**Extracted text**
Posted by: 4pack | May 20, 2009

“Ideal Shape”: Published Medical Studies Demonstrate “Fat Phobia” Even Among Dietitians, Personal Trainers And Doctors Specializing In Treating Obesity

Even dietitians, personal trainers and doctors who specialize in treating obesity exhibit fat phobia.

obesity bias

Yale University scientists who searched through medical studies on weight bias published between January 2000 and May 2008 found:

 More than half of 620 doctors surveyed view obese patients as “awkward,” “unattractive,” “ugly” and “non-compliant.” A third went further, painting the obese as weak-willed, sloppy and lazy. Even dietitians, personal trainers and doctors who specialize in treating obesity exhibit fat phobia.

College students asked to rank pictures of hypothetical sexual partners that included an obese partner or partners with various disabilities – including missing an arm or described as having history of sexually transmitted diseases – ranked the obese person as the least desirable sexual partner compared to the others.

 In one study of nearly 3,000 people, obese respondents were 37 times more likely than normal-weight to report employment discrimination – not being hired for a job, not getting promoted and wrongful termination. Obese employees are considered less conscientious, “less agreeable” and less emotionally stable than “normal weight” workers.

 “People think sometimes that, because obesity rates continue to increase, we really shouldn’t have this problem with bias and prejudice, that attitudes should be getting better and more tolerant,” says Rebecca Puhl, co-author of the study published in the most recent issue of the journal Obesity and director of research at the Rudd Center for Food Policy and Obesity at Yale.

 “But what we see is that the weight bias is getting worse.”

**Task to carry out**
In the post on weight bias, how many doctors were surveyed? Answer from the post on weight bias alone, with no outside knowledge.

**Data records**
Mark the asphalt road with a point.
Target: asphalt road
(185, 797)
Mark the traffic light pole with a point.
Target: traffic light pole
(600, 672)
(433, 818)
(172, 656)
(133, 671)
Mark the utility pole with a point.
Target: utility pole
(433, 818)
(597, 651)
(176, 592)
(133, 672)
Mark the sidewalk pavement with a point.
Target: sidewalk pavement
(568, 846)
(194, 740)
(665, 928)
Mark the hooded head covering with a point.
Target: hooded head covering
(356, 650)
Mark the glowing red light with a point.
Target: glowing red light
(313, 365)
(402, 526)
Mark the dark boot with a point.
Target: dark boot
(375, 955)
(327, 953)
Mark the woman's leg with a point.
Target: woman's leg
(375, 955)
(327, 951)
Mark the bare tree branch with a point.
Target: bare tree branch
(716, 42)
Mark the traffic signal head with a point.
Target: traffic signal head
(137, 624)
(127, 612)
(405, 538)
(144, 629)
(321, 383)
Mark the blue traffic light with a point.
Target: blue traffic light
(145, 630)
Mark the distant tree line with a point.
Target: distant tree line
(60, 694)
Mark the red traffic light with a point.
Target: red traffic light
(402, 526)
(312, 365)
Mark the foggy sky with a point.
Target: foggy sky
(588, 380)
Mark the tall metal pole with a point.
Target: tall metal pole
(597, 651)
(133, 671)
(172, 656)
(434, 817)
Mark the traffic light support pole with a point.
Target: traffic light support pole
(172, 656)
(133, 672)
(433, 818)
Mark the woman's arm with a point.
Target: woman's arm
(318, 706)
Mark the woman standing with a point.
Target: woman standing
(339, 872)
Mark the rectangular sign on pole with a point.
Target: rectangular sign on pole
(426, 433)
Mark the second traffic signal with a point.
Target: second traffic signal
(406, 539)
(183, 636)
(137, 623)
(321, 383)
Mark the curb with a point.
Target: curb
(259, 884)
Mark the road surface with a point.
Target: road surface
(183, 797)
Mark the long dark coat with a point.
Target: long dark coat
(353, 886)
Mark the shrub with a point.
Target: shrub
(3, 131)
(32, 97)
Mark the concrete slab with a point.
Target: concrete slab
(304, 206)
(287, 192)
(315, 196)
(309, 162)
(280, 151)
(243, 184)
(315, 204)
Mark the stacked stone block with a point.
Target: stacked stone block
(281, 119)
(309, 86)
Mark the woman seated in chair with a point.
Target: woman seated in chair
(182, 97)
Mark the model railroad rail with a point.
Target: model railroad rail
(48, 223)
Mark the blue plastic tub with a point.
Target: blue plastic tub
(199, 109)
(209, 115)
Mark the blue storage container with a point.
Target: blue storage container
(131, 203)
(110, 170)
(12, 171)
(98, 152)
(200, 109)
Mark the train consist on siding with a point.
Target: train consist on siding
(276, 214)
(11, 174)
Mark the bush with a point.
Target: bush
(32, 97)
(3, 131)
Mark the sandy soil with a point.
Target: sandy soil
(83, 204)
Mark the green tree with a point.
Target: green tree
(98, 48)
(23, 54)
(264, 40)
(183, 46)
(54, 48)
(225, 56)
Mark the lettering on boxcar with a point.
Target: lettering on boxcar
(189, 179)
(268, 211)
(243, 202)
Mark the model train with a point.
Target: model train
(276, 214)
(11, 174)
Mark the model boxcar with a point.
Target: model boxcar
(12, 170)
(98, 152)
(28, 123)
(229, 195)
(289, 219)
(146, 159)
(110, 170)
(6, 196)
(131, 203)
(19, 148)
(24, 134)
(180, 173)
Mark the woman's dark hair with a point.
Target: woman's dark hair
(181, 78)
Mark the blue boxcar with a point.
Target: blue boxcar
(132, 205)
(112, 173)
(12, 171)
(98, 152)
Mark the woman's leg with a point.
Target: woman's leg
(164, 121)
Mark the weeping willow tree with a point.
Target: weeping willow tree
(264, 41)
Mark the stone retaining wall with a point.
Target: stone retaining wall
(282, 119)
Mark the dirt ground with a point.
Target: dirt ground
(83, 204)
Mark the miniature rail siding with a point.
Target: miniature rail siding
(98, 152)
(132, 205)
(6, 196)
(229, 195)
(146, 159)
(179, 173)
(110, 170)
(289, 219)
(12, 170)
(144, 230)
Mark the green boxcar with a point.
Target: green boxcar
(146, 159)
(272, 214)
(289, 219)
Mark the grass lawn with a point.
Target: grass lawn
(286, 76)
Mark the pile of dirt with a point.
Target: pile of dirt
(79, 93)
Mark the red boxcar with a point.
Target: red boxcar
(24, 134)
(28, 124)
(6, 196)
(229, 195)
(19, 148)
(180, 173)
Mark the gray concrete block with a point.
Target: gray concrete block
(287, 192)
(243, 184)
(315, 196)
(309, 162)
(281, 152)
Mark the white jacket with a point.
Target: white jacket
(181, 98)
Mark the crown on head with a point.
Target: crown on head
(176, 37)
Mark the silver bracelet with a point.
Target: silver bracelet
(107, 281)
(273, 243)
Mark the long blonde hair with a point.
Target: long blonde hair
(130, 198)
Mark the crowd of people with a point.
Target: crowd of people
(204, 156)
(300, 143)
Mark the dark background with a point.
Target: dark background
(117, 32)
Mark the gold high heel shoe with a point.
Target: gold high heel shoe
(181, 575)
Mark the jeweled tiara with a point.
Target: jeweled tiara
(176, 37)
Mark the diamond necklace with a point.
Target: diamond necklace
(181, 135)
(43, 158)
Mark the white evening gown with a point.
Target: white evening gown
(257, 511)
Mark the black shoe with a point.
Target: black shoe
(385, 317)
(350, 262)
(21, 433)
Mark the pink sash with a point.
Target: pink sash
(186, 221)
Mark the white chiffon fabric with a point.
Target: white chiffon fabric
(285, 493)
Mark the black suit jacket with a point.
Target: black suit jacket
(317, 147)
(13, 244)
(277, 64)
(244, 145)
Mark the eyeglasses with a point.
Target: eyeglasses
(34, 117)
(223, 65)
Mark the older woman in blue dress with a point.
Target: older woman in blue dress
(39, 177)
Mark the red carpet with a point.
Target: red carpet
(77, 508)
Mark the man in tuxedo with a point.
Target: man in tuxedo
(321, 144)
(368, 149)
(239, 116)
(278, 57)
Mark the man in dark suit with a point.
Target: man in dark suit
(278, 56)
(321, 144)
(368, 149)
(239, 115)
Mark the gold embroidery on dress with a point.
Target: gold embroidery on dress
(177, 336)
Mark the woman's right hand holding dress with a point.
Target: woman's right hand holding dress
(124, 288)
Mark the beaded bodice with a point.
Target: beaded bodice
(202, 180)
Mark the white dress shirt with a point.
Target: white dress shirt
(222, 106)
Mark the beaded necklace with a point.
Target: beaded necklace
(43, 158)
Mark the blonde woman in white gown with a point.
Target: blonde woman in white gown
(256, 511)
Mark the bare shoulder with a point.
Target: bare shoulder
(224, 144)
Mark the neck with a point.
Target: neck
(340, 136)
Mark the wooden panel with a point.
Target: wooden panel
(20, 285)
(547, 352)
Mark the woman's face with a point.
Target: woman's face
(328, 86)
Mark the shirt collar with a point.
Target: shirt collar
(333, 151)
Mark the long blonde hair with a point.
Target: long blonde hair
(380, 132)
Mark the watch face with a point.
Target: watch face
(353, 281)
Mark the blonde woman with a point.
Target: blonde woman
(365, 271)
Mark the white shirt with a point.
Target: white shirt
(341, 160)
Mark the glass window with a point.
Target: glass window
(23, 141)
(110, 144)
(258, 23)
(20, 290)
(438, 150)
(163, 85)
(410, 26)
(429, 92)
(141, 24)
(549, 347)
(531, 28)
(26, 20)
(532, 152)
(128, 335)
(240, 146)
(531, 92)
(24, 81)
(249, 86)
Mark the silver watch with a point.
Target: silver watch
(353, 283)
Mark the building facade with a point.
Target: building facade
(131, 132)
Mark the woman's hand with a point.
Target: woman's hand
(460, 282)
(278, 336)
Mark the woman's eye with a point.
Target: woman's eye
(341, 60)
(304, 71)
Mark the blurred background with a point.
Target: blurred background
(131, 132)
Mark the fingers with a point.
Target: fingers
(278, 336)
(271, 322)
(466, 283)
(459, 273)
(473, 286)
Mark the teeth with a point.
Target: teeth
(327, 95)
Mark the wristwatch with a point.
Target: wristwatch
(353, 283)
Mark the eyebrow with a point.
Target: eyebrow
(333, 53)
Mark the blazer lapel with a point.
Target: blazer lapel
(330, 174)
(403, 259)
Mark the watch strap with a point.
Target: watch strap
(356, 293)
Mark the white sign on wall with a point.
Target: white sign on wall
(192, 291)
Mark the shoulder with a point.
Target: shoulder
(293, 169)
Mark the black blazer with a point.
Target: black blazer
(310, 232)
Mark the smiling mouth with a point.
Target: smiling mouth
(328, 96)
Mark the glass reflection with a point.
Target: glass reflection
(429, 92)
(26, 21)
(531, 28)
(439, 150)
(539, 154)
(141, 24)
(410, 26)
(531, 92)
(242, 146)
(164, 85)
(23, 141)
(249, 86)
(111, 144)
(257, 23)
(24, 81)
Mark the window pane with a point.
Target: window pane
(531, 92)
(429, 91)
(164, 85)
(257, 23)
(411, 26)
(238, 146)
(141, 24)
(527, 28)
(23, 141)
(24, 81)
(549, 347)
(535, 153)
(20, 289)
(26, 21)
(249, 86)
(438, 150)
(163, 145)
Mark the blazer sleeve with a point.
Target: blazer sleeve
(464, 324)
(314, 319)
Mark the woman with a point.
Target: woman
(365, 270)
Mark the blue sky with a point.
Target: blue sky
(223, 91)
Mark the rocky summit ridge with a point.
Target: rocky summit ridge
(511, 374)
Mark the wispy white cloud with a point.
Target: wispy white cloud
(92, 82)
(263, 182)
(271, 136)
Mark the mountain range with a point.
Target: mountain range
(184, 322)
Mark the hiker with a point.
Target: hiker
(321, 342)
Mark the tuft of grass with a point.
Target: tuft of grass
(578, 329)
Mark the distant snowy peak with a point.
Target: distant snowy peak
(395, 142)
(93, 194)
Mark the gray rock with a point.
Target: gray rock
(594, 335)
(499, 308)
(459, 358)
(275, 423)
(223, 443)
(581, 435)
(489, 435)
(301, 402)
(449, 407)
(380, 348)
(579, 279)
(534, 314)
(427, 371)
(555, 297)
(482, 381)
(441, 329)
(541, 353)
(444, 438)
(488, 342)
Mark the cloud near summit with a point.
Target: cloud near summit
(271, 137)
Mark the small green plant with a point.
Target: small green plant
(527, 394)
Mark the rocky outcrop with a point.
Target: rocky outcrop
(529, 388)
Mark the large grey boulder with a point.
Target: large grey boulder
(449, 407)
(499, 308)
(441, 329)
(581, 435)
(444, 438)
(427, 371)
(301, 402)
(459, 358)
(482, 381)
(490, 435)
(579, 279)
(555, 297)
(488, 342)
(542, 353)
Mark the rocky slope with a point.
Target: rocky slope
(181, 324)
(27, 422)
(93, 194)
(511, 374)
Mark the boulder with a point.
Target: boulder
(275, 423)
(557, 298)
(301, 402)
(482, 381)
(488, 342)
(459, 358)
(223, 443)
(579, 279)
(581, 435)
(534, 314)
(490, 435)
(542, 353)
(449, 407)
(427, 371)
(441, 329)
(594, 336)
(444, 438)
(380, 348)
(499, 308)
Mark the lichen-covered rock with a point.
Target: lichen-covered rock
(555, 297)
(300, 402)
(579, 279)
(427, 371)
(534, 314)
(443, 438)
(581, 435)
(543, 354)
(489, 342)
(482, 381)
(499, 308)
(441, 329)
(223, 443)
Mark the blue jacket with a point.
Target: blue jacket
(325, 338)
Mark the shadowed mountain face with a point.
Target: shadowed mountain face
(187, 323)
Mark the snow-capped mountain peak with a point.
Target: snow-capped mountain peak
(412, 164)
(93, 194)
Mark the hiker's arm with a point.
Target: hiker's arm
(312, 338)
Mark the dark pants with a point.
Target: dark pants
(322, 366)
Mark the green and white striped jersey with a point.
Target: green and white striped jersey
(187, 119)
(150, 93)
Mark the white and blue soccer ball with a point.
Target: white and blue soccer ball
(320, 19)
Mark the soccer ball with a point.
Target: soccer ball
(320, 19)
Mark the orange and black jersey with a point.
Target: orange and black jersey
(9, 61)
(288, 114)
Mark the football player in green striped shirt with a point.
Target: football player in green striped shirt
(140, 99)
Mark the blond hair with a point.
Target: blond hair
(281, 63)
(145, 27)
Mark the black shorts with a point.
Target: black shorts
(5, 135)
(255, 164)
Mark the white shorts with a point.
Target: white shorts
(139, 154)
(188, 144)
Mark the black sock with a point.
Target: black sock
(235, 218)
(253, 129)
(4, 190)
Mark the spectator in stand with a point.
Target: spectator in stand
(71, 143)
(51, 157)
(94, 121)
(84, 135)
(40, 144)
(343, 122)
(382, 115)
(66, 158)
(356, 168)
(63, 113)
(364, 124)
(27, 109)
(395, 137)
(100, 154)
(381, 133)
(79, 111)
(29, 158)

**Your solution**
620 doctors.